| Task requirements |
Write out the material below exactly, beginning at the line that contains "eyelash and record the pixel coordinates." and ending with its last line, both ends included; write nothing else.

(A run of records)
::::

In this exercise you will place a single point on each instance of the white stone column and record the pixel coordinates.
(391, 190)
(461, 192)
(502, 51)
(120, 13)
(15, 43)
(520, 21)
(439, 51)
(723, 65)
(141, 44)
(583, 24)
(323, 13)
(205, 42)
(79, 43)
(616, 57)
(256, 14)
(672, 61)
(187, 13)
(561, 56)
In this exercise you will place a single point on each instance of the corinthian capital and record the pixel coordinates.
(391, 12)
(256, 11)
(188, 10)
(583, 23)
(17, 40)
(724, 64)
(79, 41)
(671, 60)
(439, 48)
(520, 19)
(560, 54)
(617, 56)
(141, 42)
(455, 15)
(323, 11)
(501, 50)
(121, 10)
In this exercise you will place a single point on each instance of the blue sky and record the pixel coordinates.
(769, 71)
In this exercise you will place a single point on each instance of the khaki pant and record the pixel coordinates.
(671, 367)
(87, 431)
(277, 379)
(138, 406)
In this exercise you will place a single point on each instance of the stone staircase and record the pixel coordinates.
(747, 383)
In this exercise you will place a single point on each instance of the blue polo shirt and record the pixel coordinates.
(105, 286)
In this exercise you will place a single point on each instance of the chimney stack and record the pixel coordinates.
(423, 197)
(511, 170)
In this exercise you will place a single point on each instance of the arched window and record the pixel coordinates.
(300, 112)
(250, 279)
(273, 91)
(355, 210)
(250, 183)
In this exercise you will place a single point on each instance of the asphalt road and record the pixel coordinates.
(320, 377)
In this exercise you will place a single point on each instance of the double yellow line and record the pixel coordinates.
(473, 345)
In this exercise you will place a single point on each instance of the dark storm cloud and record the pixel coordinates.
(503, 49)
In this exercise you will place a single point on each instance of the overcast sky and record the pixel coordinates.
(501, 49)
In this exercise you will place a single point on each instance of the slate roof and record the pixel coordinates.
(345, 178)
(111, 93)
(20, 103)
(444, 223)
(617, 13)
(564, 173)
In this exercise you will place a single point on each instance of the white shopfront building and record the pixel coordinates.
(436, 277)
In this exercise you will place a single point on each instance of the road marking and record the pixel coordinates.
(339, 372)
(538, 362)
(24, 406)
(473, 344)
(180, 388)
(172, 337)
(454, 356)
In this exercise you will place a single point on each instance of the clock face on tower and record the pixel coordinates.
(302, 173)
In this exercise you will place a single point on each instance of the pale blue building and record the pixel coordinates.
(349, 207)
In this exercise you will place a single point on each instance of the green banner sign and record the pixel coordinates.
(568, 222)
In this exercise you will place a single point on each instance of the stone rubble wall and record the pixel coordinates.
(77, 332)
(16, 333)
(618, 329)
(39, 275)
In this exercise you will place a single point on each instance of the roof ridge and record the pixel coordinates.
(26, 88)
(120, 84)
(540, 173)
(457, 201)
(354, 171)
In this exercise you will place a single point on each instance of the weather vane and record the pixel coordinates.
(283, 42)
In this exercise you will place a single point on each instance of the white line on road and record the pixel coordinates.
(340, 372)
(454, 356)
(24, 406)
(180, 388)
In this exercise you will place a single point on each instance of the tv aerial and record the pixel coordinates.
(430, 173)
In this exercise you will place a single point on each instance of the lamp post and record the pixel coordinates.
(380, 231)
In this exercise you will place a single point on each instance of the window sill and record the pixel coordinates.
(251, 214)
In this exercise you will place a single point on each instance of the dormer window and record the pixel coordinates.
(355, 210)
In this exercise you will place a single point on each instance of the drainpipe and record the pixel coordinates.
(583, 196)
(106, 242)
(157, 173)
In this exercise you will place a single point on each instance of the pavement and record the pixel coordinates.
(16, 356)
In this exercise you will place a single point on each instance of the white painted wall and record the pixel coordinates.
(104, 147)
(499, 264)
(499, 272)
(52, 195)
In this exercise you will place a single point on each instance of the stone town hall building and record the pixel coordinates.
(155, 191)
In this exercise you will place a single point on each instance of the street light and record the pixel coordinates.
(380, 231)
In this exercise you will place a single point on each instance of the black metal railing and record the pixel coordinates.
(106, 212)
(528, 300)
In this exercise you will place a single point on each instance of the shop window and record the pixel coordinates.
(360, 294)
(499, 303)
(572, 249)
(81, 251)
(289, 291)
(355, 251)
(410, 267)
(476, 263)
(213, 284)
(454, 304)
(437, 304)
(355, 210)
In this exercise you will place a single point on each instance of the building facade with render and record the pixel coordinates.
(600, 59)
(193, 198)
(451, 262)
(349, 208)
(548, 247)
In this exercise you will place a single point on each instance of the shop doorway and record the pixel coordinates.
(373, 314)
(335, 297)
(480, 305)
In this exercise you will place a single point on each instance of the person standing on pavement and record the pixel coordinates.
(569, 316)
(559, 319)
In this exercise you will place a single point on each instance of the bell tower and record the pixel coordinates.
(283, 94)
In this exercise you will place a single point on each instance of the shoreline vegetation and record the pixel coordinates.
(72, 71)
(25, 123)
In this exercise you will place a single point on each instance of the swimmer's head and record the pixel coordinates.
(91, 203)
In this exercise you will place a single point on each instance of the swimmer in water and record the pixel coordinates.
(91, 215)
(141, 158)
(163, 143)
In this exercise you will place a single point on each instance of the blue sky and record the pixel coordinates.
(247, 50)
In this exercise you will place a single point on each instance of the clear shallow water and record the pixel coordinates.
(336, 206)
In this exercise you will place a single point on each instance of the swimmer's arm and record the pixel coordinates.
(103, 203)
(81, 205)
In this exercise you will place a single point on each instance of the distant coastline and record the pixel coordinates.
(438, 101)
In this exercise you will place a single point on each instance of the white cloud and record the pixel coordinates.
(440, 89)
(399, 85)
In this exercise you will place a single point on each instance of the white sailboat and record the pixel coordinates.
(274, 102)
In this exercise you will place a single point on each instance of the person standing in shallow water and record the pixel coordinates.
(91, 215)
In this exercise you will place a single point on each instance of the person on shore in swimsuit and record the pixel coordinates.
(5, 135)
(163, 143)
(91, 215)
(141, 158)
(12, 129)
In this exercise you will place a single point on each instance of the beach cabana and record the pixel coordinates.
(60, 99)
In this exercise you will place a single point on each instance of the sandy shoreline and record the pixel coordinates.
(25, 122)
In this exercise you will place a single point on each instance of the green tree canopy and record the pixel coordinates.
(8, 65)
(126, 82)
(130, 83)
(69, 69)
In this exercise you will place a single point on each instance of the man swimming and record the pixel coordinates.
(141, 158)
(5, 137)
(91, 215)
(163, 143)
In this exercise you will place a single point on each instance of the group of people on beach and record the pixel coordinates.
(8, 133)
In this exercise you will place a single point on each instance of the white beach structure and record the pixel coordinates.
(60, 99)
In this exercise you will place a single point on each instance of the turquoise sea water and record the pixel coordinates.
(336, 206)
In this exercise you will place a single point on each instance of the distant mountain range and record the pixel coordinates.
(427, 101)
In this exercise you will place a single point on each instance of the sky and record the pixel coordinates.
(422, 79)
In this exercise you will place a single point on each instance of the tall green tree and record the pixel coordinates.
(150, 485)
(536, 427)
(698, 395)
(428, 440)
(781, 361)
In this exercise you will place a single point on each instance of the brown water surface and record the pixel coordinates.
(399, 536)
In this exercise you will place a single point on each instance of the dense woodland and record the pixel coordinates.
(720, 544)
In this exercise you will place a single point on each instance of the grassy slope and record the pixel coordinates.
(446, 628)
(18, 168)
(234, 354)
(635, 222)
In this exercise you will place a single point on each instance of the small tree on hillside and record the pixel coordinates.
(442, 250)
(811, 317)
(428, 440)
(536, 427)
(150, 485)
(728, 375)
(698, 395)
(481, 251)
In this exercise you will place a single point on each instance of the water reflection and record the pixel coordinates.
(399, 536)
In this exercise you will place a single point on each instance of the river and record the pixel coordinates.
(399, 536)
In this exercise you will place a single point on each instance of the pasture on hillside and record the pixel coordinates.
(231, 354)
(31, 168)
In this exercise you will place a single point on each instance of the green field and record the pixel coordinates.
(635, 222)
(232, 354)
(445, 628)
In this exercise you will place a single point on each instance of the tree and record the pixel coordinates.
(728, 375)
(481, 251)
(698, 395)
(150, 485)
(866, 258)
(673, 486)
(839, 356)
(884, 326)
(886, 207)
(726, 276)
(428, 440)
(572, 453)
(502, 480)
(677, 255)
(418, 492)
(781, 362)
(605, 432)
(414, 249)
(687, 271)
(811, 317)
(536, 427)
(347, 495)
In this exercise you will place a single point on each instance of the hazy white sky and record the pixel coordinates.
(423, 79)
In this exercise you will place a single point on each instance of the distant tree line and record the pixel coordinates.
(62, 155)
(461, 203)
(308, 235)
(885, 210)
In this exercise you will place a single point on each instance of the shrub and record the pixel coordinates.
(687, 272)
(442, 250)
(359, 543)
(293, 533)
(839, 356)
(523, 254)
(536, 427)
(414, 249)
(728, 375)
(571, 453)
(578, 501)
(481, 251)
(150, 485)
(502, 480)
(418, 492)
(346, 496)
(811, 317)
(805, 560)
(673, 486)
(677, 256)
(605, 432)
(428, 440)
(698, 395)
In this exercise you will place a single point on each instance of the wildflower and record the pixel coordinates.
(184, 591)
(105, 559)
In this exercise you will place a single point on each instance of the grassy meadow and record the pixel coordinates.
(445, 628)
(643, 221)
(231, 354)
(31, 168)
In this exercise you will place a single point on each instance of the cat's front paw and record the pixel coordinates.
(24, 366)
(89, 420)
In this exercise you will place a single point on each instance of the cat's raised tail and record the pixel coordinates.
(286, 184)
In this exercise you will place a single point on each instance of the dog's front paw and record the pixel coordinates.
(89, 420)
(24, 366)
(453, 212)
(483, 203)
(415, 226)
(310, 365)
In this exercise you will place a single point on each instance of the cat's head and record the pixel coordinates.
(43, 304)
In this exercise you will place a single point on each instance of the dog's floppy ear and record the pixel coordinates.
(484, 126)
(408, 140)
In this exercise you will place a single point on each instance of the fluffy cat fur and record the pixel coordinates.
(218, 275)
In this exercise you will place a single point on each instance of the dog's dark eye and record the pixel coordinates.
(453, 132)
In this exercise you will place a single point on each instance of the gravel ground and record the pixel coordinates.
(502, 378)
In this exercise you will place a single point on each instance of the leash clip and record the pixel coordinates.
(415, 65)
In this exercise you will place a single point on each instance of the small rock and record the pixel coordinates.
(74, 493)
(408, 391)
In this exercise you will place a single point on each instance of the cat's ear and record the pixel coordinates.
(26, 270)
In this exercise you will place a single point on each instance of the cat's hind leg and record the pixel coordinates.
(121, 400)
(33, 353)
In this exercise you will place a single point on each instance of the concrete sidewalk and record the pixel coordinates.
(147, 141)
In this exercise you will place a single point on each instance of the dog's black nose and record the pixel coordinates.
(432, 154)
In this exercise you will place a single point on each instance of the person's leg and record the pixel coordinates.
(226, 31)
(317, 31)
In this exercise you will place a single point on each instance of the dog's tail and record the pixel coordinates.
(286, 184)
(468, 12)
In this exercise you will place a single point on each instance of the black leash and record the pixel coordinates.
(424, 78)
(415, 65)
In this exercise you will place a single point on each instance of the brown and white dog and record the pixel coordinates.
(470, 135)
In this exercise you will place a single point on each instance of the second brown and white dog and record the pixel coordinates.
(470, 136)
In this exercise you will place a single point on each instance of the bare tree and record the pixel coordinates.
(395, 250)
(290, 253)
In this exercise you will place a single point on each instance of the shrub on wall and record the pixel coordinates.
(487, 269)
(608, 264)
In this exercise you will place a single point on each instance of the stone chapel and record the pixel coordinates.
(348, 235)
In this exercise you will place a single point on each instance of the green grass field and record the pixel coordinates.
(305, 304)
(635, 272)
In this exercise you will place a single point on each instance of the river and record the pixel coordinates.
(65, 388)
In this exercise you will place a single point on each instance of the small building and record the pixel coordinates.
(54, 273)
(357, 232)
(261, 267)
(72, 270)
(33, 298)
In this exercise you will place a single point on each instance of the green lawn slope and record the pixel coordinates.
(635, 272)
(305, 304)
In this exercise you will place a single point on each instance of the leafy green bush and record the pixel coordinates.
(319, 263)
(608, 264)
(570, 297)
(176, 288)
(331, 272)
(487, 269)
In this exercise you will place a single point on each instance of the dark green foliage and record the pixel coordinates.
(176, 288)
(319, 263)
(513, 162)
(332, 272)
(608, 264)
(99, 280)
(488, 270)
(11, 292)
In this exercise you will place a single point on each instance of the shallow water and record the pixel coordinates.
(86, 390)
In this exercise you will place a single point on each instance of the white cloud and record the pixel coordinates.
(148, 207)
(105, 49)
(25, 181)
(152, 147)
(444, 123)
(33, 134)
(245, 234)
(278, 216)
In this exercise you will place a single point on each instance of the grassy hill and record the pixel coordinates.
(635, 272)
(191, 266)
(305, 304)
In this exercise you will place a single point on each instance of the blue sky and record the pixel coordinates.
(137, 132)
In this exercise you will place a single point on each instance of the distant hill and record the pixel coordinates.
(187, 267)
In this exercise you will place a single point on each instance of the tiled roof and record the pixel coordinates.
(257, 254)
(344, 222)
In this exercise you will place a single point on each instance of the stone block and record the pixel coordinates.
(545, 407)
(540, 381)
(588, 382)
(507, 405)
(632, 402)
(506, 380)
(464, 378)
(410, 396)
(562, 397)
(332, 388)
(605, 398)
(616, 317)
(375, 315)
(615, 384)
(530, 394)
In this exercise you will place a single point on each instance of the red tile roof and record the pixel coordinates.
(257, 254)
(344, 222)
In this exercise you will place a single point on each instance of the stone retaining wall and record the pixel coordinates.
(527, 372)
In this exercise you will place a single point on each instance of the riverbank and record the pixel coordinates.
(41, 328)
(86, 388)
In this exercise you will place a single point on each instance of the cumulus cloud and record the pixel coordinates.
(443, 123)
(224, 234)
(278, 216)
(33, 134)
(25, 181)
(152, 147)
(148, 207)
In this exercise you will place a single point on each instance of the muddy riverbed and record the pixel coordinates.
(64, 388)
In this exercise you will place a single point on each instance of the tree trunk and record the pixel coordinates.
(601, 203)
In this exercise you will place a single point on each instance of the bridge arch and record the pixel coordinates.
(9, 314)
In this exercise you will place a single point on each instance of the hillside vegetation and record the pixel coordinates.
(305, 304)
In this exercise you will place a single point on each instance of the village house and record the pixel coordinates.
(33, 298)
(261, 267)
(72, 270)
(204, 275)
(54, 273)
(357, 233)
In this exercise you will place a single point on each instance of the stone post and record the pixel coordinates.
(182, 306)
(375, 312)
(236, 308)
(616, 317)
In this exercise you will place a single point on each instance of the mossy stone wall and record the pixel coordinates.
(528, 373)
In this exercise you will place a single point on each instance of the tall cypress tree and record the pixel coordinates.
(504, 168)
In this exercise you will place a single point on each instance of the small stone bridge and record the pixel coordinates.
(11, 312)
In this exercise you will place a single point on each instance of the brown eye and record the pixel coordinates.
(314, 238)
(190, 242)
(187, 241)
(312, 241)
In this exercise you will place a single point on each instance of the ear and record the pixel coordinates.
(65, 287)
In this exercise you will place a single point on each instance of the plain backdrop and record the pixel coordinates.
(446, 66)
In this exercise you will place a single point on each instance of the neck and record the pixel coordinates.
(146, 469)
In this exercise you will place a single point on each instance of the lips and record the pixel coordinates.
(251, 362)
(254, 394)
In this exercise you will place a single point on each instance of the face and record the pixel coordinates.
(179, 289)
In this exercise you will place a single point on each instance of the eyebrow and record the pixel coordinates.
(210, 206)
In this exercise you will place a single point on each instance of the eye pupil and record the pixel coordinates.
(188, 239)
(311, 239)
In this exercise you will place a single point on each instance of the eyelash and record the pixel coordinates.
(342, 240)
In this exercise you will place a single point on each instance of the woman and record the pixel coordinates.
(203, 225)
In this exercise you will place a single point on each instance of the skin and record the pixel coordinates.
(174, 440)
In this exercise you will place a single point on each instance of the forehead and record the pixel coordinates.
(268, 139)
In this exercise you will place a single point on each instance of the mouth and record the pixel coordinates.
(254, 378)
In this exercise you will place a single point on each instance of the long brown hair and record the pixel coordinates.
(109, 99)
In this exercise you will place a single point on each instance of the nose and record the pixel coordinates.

::::

| Written solution |
In this exercise you will place a single point on each instance of the eyelash and record the pixel coordinates.
(342, 240)
In this exercise you will place a single point on each instance of the woman and record the pixel coordinates.
(203, 225)
In this exercise you will place a single point on each instance of the skin and record the pixel coordinates.
(174, 440)
In this exercise you will place a single point on each instance of the forehead and record the pixel coordinates.
(268, 139)
In this exercise you will place a single point on each instance of the mouth and record the pixel coordinates.
(254, 378)
In this exercise you will place a single point on each instance of the long brown hair and record the pixel coordinates.
(109, 99)
In this exercise you will place a single point on each instance of the nose and record the pixel coordinates.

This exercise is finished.